== TASK TO COMPLETE ==
Using the records below, find how many lines hold the word "building" and reply with only that number.

SOURCE RECORDS section start

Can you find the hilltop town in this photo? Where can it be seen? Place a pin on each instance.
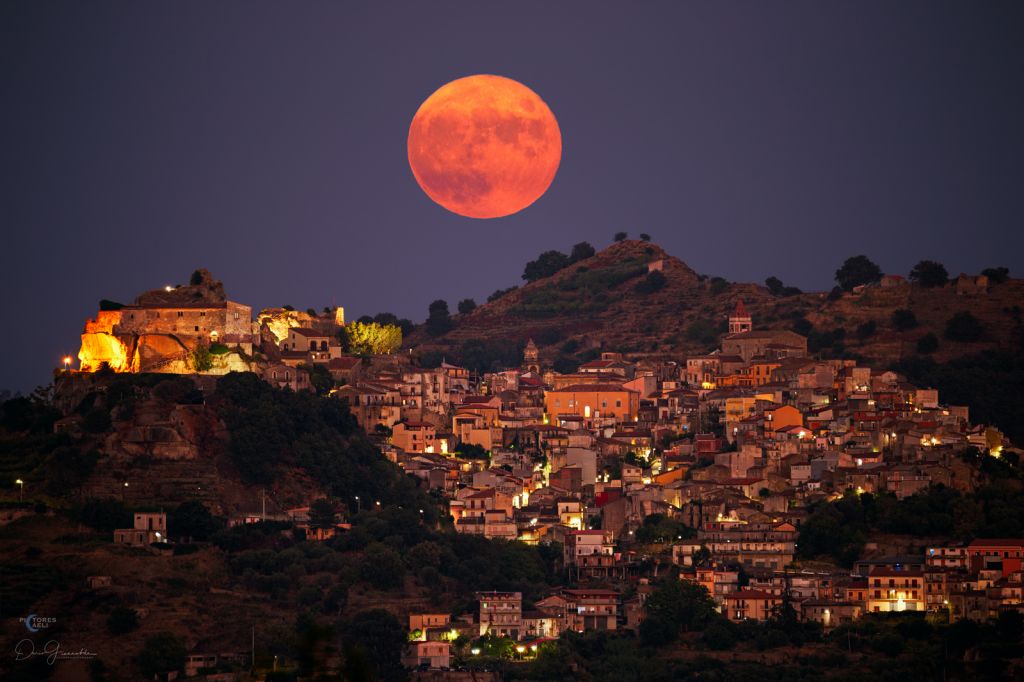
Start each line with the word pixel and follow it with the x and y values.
pixel 754 470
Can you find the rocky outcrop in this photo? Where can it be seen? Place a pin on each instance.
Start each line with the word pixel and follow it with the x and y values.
pixel 165 432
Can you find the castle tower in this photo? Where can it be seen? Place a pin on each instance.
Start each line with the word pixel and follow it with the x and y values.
pixel 531 357
pixel 740 320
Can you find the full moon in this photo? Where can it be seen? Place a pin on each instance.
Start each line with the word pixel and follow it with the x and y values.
pixel 484 146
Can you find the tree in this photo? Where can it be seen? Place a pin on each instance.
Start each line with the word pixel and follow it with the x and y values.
pixel 929 273
pixel 163 652
pixel 323 514
pixel 674 606
pixel 193 519
pixel 904 320
pixel 104 515
pixel 654 281
pixel 439 321
pixel 374 338
pixel 867 329
pixel 928 343
pixel 202 359
pixel 996 274
pixel 381 637
pixel 964 327
pixel 581 251
pixel 122 621
pixel 857 270
pixel 546 264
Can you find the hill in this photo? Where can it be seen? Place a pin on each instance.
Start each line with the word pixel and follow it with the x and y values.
pixel 611 301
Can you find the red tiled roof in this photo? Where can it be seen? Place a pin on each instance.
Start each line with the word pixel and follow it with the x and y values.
pixel 752 594
pixel 594 388
pixel 303 331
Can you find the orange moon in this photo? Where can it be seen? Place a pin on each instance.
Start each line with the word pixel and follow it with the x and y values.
pixel 484 146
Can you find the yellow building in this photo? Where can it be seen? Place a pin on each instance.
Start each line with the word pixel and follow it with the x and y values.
pixel 779 418
pixel 593 401
pixel 890 590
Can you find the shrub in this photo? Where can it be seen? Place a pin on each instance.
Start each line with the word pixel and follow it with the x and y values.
pixel 964 327
pixel 857 270
pixel 904 320
pixel 654 281
pixel 122 620
pixel 996 274
pixel 162 652
pixel 928 343
pixel 929 273
pixel 866 330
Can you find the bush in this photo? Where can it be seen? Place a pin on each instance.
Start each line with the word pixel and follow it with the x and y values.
pixel 928 343
pixel 866 330
pixel 162 652
pixel 996 274
pixel 857 270
pixel 930 273
pixel 122 620
pixel 581 251
pixel 546 264
pixel 964 327
pixel 654 281
pixel 904 320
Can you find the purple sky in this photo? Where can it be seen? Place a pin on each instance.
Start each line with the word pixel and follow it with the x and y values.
pixel 266 141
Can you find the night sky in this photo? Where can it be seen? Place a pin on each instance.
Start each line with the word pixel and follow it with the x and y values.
pixel 266 141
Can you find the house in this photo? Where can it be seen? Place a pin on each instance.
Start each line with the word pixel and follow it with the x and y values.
pixel 501 613
pixel 414 436
pixel 1005 554
pixel 591 609
pixel 750 605
pixel 148 527
pixel 829 613
pixel 892 590
pixel 434 654
pixel 592 401
pixel 419 624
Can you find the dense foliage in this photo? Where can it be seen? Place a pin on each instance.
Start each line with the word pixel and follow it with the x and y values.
pixel 372 338
pixel 857 270
pixel 272 428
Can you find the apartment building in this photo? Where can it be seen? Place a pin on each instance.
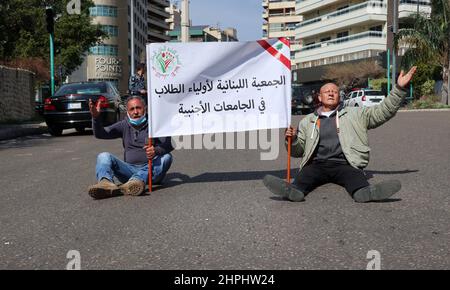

SOURCE RECORDS section end

== RESULT FOR THIS TASK ==
2